▶ **SET PROBLEM**
Carry on the blog post about the cultural center's exhibit on Spanish influences in the region, picking up right after its last sentence.

▶ **PROVIDED PASSAGE**

--

Wednesday, September 19, 2012

Visitor Identity (is a Vital Thing)



The cultural center where I work recently launched a temporary exhibit about Spanish influences on culture in the region. A portion of the exhibit looked at the historical connections and the rest of the exhibit featured the diversity of contemporary culture and its connections to the region. Staff at the center worked with members of the Latin American community in the region.


The original challenge was the development of the exhibit. We wanted the members of the group to tell their story and share what they wanted to share. We also needed to make sure the exhibit fit into the park's interpretive objectives while remaining reasonably manageable. We also needed to develop the interpretation in a manner that would deliberately make the connections to these stories to that of the broader region's culture. That required several meetings and conversations. My biggest challenge was resisting the urge to take over. Community projects like this are dynamic, organic, and should be flexible. That was easier said than done. A friend of mine led a similar project (on a much bigger scale) and I found myself sharing some of the same frustrations, learning the same lessons.

--

▶ **INFORMATION PROVIDED**
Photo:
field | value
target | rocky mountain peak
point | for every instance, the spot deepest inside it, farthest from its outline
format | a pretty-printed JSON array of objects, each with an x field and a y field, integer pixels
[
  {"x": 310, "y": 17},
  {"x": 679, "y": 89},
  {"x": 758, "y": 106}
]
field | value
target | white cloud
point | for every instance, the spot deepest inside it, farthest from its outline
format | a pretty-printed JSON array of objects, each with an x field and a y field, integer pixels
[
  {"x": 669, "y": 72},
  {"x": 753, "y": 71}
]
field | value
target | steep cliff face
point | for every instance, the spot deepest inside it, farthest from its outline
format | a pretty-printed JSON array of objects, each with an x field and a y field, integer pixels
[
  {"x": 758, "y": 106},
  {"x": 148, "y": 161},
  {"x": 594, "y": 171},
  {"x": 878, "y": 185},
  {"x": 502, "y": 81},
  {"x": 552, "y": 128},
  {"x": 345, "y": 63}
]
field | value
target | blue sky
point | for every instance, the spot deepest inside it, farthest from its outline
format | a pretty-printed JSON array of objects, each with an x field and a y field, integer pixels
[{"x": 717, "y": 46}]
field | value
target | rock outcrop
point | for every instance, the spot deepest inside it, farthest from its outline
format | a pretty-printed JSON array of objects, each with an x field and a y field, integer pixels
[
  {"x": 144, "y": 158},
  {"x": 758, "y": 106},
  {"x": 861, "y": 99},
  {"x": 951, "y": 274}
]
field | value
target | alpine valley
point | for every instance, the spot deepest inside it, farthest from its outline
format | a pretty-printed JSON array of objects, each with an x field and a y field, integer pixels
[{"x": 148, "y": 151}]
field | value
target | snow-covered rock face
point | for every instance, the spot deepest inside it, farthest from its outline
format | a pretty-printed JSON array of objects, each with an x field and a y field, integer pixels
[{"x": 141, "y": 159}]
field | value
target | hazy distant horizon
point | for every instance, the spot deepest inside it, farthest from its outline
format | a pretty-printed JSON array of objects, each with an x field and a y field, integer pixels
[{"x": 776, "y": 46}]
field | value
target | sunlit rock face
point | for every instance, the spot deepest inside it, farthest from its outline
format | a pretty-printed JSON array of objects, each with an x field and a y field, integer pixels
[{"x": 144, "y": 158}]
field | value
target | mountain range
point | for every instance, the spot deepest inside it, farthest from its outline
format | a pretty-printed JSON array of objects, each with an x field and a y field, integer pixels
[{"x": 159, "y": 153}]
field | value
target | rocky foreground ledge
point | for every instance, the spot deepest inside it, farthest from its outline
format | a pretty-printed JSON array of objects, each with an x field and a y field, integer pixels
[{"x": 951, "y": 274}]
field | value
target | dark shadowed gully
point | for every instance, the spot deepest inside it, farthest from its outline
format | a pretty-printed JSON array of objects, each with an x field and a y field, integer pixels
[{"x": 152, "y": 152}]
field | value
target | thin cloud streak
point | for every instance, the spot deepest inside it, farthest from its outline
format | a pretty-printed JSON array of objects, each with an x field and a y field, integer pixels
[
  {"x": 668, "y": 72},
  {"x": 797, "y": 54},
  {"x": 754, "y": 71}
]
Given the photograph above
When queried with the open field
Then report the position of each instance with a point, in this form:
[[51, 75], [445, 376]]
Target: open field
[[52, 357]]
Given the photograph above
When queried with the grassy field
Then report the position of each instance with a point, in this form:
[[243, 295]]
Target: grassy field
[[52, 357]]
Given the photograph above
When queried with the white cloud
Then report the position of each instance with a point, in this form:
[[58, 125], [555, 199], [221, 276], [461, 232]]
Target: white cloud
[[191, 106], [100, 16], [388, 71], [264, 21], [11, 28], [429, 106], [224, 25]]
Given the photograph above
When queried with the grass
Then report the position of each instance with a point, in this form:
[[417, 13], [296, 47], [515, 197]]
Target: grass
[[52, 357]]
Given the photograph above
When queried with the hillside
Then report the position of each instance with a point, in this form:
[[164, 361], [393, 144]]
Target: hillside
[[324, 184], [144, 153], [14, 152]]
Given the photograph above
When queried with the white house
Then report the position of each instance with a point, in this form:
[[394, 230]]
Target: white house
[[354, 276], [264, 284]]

--

▶ **ANSWER FOR THE TASK**
The exhibit has now been up for over two weeks. I am finding that the biggest crowd that comes to visit the center because of the temporary exhibit are members from the community that helped put the exhibit together. Many have never been to the center before, even admitting how they did not know it existed. But these visitors almost always take the time to see the rest of the exhibits and watch the film. What I find the most interesting is how they are drawn to see the space they helped create, the stories that help build their identity. For some, the items on display are their own items from their own houses; seeing those items on display stirs up such excitement!



In fact, this happens with many locals who visit the center's permanent displays: they visit to find connections to their identity displayed in a museum. They remember using some of the tools, their grandmother owning that china, their family owned farming equipment, they've worked on some of the boats depicted on the walls. Many times, for locals who come to learn more about their "roots," they are happy to walk through and learn about whatever it is we have on display in our temporary exhibit space. In this case, locals who don't claim a Spanish heritage want to share stories about their connections to the exhibit or their knowledge of Spain's influence on the region.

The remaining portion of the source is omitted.